> **Passage shown**
↓↓↓
= John Chester (university president) =

American academic administrator and minister

John Chester (August 17, 1785 – January 12, 1829) was the second president of Rensselaer Polytechnic Institute.

== Biography ==
He was born in Wethersfield, Connecticut, in August 1785. He was the son of John and Elizabeth Chester. He graduated from Yale College in 1804. He studied theology under Dr. Joseph Lyman of Hatfield, Massachusetts, and received a license to preach in 1807 from the Hartford Association College. He first preached in several towns in Massachusetts and Connecticut and then moved to New York State, where he first preached in Cooperstown, New York, and between 1810 and 1815, in Hudson, New York. Chester was elected a member of the American Antiquarian Societyin 1814. In 1815, he moved to Albany, New York, where he was pastor of the Second Presbyterian Church. He was a founder and an early president of the Albany Female Academy, which became the Albany Academy for Girls and was also a trustee of The Albany Academy. He received the degree of Doctor of Divinity in 1821 from Union College. He was appointed president of Rensselaer on June 25, 1828. He died in Philadelphia on January 12, 1829.
↑↑↑
> **Stated problem**
Please reproduce the John Chester biography between "American academic administrator" and "Rensselaer Polytechnic Institute.", inclusive, updating "academic administrator" to "college administrator". Rely only on the John Chester biography for what comes next.

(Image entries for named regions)
↓↓↓
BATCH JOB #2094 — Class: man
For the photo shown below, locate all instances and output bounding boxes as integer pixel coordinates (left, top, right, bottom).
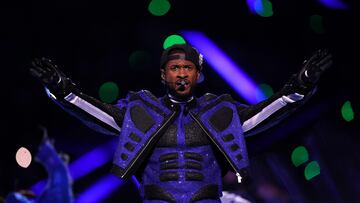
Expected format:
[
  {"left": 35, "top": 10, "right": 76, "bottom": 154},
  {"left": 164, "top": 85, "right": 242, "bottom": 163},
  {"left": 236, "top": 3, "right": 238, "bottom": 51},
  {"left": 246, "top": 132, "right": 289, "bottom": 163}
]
[{"left": 31, "top": 44, "right": 331, "bottom": 203}]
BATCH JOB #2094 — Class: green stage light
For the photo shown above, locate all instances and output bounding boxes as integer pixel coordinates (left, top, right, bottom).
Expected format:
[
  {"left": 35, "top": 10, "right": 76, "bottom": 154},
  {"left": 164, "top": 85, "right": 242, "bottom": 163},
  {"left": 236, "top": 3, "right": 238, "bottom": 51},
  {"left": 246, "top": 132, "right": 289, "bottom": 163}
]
[
  {"left": 341, "top": 101, "right": 354, "bottom": 122},
  {"left": 148, "top": 0, "right": 171, "bottom": 16},
  {"left": 99, "top": 82, "right": 119, "bottom": 103},
  {"left": 291, "top": 146, "right": 309, "bottom": 167},
  {"left": 310, "top": 15, "right": 325, "bottom": 34},
  {"left": 304, "top": 161, "right": 320, "bottom": 180},
  {"left": 163, "top": 35, "right": 186, "bottom": 49}
]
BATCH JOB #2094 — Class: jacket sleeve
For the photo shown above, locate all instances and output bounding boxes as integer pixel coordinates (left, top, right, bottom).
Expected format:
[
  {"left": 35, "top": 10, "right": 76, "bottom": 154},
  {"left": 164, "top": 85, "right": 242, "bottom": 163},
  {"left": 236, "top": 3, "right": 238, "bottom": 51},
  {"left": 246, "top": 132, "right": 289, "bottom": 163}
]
↑↑↑
> **Solved problem**
American college administrator and minister

John Chester (August 17, 1785 – January 12, 1829) was the second president of Rensselaer Polytechnic Institute.